___ Input records ___

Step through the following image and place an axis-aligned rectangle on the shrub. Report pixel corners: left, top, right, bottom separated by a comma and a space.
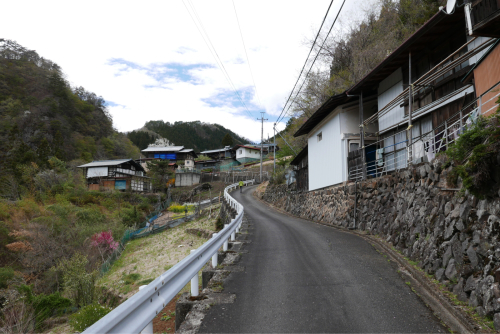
76, 207, 106, 225
168, 203, 195, 213
0, 267, 14, 289
445, 112, 500, 198
58, 253, 98, 307
122, 206, 143, 227
269, 168, 286, 185
123, 273, 141, 284
69, 303, 111, 332
18, 285, 72, 329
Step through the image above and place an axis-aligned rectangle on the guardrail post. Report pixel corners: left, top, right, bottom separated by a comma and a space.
231, 219, 236, 241
212, 233, 219, 268
222, 224, 229, 252
139, 285, 153, 334
190, 249, 200, 298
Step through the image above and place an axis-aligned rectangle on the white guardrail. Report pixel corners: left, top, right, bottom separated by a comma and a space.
83, 180, 254, 334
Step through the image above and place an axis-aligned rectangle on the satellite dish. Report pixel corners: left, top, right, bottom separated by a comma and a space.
446, 0, 457, 14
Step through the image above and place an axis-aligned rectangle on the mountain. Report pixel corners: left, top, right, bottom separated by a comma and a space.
127, 121, 249, 152
0, 39, 139, 178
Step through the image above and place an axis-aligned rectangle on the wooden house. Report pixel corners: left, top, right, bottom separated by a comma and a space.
141, 146, 198, 169
290, 145, 309, 191
232, 145, 260, 164
200, 146, 236, 160
294, 92, 377, 190
347, 7, 493, 179
78, 159, 151, 192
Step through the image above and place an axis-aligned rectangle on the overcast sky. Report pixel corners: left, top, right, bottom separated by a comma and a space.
0, 0, 376, 142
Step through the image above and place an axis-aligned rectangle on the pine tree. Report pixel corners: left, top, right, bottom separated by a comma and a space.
222, 133, 233, 147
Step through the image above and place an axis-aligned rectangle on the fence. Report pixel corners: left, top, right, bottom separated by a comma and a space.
84, 180, 254, 334
200, 171, 269, 183
349, 82, 500, 181
100, 198, 172, 275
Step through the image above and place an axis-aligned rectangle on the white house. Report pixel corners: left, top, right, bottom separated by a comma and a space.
294, 92, 377, 190
233, 145, 260, 164
348, 7, 488, 171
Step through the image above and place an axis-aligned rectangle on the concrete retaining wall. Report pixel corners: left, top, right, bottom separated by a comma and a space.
262, 159, 500, 329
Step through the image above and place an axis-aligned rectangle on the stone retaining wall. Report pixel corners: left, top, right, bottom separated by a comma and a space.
262, 159, 500, 322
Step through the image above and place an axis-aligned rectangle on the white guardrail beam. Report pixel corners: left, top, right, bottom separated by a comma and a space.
83, 180, 254, 334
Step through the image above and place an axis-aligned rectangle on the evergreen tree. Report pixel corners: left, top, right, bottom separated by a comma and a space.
222, 133, 233, 147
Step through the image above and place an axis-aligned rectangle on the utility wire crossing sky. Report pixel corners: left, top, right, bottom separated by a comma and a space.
0, 0, 367, 142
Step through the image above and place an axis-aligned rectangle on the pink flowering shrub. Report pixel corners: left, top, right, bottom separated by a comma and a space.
90, 231, 118, 261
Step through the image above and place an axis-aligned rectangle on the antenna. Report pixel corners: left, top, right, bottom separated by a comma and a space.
446, 0, 457, 14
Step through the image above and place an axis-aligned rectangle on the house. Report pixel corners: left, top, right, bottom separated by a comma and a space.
465, 0, 500, 38
290, 145, 309, 191
233, 145, 260, 164
141, 145, 198, 169
135, 158, 179, 173
200, 146, 236, 160
463, 0, 500, 116
245, 143, 280, 155
294, 3, 498, 190
463, 39, 500, 116
78, 159, 151, 192
342, 7, 494, 179
294, 92, 377, 190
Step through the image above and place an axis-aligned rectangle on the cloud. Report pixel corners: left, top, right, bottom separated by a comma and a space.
0, 0, 372, 142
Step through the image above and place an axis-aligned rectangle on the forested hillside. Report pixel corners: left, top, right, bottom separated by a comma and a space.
0, 39, 139, 185
276, 0, 446, 154
127, 121, 249, 152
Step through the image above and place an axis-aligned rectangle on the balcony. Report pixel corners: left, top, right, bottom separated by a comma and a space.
466, 0, 500, 37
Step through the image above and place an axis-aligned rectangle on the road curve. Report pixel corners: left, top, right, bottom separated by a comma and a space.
199, 187, 447, 333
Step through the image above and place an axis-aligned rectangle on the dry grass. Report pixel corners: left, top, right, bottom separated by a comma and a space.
255, 181, 269, 198
99, 205, 220, 298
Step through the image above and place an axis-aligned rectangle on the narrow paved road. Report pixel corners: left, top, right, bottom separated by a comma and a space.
200, 187, 447, 333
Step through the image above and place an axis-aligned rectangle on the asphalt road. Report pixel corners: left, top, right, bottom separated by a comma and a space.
200, 187, 447, 333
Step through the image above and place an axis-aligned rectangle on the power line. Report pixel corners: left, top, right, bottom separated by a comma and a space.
182, 0, 253, 118
276, 0, 345, 122
232, 0, 263, 106
276, 0, 334, 122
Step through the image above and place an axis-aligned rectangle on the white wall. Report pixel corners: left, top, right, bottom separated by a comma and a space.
87, 167, 108, 178
378, 68, 405, 132
307, 113, 343, 190
236, 147, 260, 159
467, 36, 490, 65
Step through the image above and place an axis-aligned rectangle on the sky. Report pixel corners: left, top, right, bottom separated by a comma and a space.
0, 0, 373, 142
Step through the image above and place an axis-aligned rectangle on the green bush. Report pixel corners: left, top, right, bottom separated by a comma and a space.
0, 267, 14, 289
76, 207, 106, 225
122, 206, 144, 227
18, 285, 72, 329
445, 111, 500, 198
123, 273, 141, 284
168, 204, 195, 213
69, 303, 111, 332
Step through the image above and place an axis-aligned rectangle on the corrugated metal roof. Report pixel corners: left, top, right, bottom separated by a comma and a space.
200, 148, 231, 154
78, 159, 135, 168
233, 145, 260, 151
141, 146, 184, 152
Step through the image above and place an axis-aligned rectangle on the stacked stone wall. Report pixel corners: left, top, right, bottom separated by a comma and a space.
262, 159, 500, 319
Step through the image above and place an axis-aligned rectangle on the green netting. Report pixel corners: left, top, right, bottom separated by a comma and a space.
100, 199, 172, 275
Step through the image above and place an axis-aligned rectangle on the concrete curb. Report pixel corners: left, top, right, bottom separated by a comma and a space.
252, 192, 481, 333
175, 217, 248, 334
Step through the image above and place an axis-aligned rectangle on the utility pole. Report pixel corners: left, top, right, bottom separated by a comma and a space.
257, 111, 267, 182
273, 123, 276, 173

___

• Task details: Can you give every line of the records above as a JSON list of strings, one string per line, with blank lines and the pictures left out?

• Solution below:
[
  "Step through the following image and place an axis-aligned rectangle on the shrub. Report pixel corners: left, top, right, bottom separated by a comma and a space.",
  "76, 207, 106, 225",
  "168, 203, 195, 213",
  "0, 267, 14, 289",
  "445, 112, 500, 198",
  "58, 253, 98, 307",
  "122, 206, 143, 227",
  "269, 168, 286, 185",
  "123, 273, 141, 284",
  "69, 303, 111, 332",
  "18, 285, 72, 329",
  "Step through the image above and place an axis-aligned rectangle on the guardrail post. Report pixel corners: left, top, right, bottom separated by a comma and a space.",
  "231, 219, 236, 241",
  "212, 233, 219, 268",
  "222, 224, 229, 252",
  "139, 285, 153, 334",
  "190, 249, 200, 298",
  "Step through the image above and place an axis-aligned rectangle on the white guardrail. Report pixel corners: left, top, right, bottom separated by a comma and a space.",
  "83, 180, 254, 334",
  "Step through the image above and place an axis-aligned rectangle on the satellite dish. Report pixel corners: left, top, right, bottom separated by a comma and a space.",
  "446, 0, 457, 14",
  "Step through the image above and place an axis-aligned rectangle on the mountain. Report pixel corners: left, top, right, bottom separated by a comma and a space.",
  "127, 121, 249, 152",
  "0, 39, 139, 178",
  "Step through the image above and place an axis-aligned rectangle on the wooden house. Report pixel corners: left, top, right, bottom separated by a comma and a space.",
  "141, 146, 198, 169",
  "290, 145, 309, 191",
  "232, 145, 260, 164",
  "200, 146, 236, 160",
  "294, 92, 377, 190",
  "347, 7, 493, 179",
  "78, 159, 151, 192",
  "Step through the image above and place an axis-aligned rectangle on the overcast sky. Report pixel corners: left, top, right, bottom separated by a comma and a space.",
  "0, 0, 376, 142",
  "Step through the image above and place an axis-aligned rectangle on the pine tree. Report pixel corners: left, top, right, bottom separated by a comma and a space.",
  "222, 133, 233, 147",
  "Step through the image above and place an axis-aligned rectangle on the fence. Report pixel corners: left, top, right, bottom separated by a comma and a space.",
  "84, 180, 254, 334",
  "200, 171, 269, 183",
  "349, 82, 500, 181",
  "100, 198, 172, 275",
  "Step through the image above and place an axis-aligned rectangle on the white house. Report pixel corners: left, top, right, bottom separated by a comma and a space.",
  "294, 92, 377, 190",
  "233, 145, 260, 164",
  "348, 7, 488, 171",
  "Step through the image above and place an axis-aligned rectangle on the concrete retaining wall. Report pixel corners: left, top, right, bottom separated by a comma and a space.",
  "262, 159, 500, 329",
  "Step through the image above and place an axis-aligned rectangle on the stone retaining wall. Report pixel corners: left, top, right, bottom separated by a comma and a space.",
  "262, 159, 500, 322",
  "Step through the image above and place an axis-aligned rectangle on the white guardrail beam. Report pixel corners: left, top, right, bottom separated by a comma and a space.",
  "83, 180, 254, 334",
  "Step through the image above and place an axis-aligned rectangle on the evergreen tree. Report pixel corners: left, top, right, bottom separated by a comma and a space.",
  "222, 133, 233, 147",
  "Step through the image above and place an axis-aligned rectangle on the utility wire crossing sky. Report pixel corners: left, top, right, bottom separated by a comma and a space.",
  "0, 0, 367, 142",
  "Step through the image above and place an axis-aligned rectangle on the pink flowering shrub. Report pixel corners: left, top, right, bottom separated by a comma and a space.",
  "90, 231, 118, 261",
  "Step through the image above and place an axis-aligned rectangle on the antenna. Report pixel corners: left, top, right, bottom separated by a comma and a space.",
  "446, 0, 457, 14",
  "Step through the image above and place an axis-aligned rectangle on the house. Report pixel corners: left, top, right, bottom separated by a comma and a space.",
  "465, 0, 500, 38",
  "290, 145, 309, 191",
  "233, 145, 260, 164",
  "141, 145, 198, 169",
  "135, 158, 179, 173",
  "200, 146, 236, 160",
  "463, 0, 500, 116",
  "245, 143, 280, 155",
  "294, 3, 498, 190",
  "463, 39, 500, 116",
  "78, 159, 151, 192",
  "342, 7, 494, 179",
  "294, 92, 377, 190",
  "Step through the image above and place an axis-aligned rectangle on the cloud. Report pixel corners: left, top, right, bottom separated by a comma and a space.",
  "0, 0, 372, 142",
  "Step through the image above and place an axis-aligned rectangle on the forested hillside. Report pixel corners: left, top, right, bottom separated by a comma and a space.",
  "0, 39, 139, 185",
  "276, 0, 446, 154",
  "127, 121, 249, 152",
  "Step through the image above and place an axis-aligned rectangle on the balcony. Report pixel corners: left, top, right, bottom separated by a comma and a space.",
  "466, 0, 500, 37",
  "Step through the image above and place an axis-aligned rectangle on the road curve. Report pixel corners: left, top, right, bottom separated by a comma and a space.",
  "199, 187, 447, 333",
  "Step through the image above and place an axis-aligned rectangle on the dry grass. Report pixel corners: left, top, right, bottom separated by a comma and a space.",
  "255, 181, 269, 198",
  "99, 205, 220, 298",
  "Step through the image above and place an axis-aligned rectangle on the narrow paved road. Report pixel corners: left, top, right, bottom separated by a comma and a space.",
  "200, 187, 447, 333",
  "Step through the image above and place an axis-aligned rectangle on the asphalt road. Report pixel corners: left, top, right, bottom separated by a comma and a space.",
  "200, 187, 447, 333",
  "Step through the image above and place an axis-aligned rectangle on the power line. Report pixel corners: left, top, right, bottom separated by a comma and a space.",
  "182, 0, 253, 118",
  "276, 0, 345, 122",
  "232, 0, 263, 106",
  "276, 0, 334, 122",
  "Step through the image above and place an axis-aligned rectangle on the white wall. Report pixel corners: left, top, right, bottom separated by a comma and a space.",
  "87, 167, 108, 178",
  "378, 68, 405, 132",
  "307, 113, 343, 190",
  "236, 147, 260, 159",
  "467, 36, 490, 65",
  "Step through the image above and place an axis-aligned rectangle on the sky. Report pixel corners: left, top, right, bottom separated by a comma and a space.",
  "0, 0, 373, 142",
  "Step through the image above and place an axis-aligned rectangle on the green bush. Report pixel corners: left, top, right, bottom separated by a comma and a space.",
  "0, 267, 14, 289",
  "76, 207, 106, 225",
  "122, 206, 144, 227",
  "18, 285, 72, 329",
  "445, 111, 500, 198",
  "123, 273, 141, 284",
  "168, 204, 195, 213",
  "69, 303, 111, 332",
  "Step through the image above and place an axis-aligned rectangle on the corrugated metal roof. Report pixel corners: left, top, right, bottom separated by a comma and a space.",
  "200, 148, 231, 154",
  "78, 159, 135, 168",
  "233, 145, 260, 151",
  "141, 146, 184, 152",
  "Step through the image above and place an axis-aligned rectangle on the stacked stone wall. Report pixel corners: left, top, right, bottom separated by a comma and a space.",
  "262, 159, 500, 319",
  "Step through the image above and place an axis-aligned rectangle on the green netting. Report pixel corners: left, top, right, bottom separated by a comma and a space.",
  "100, 199, 172, 275",
  "Step through the image above and place an axis-aligned rectangle on the concrete curb. Report pixel corners: left, top, right, bottom separated by a comma and a space.",
  "252, 192, 481, 333",
  "175, 217, 248, 334",
  "Step through the image above and place an axis-aligned rectangle on the utility pole. Report pixel corners: left, top, right, bottom separated by a comma and a space.",
  "257, 111, 267, 182",
  "273, 123, 276, 173"
]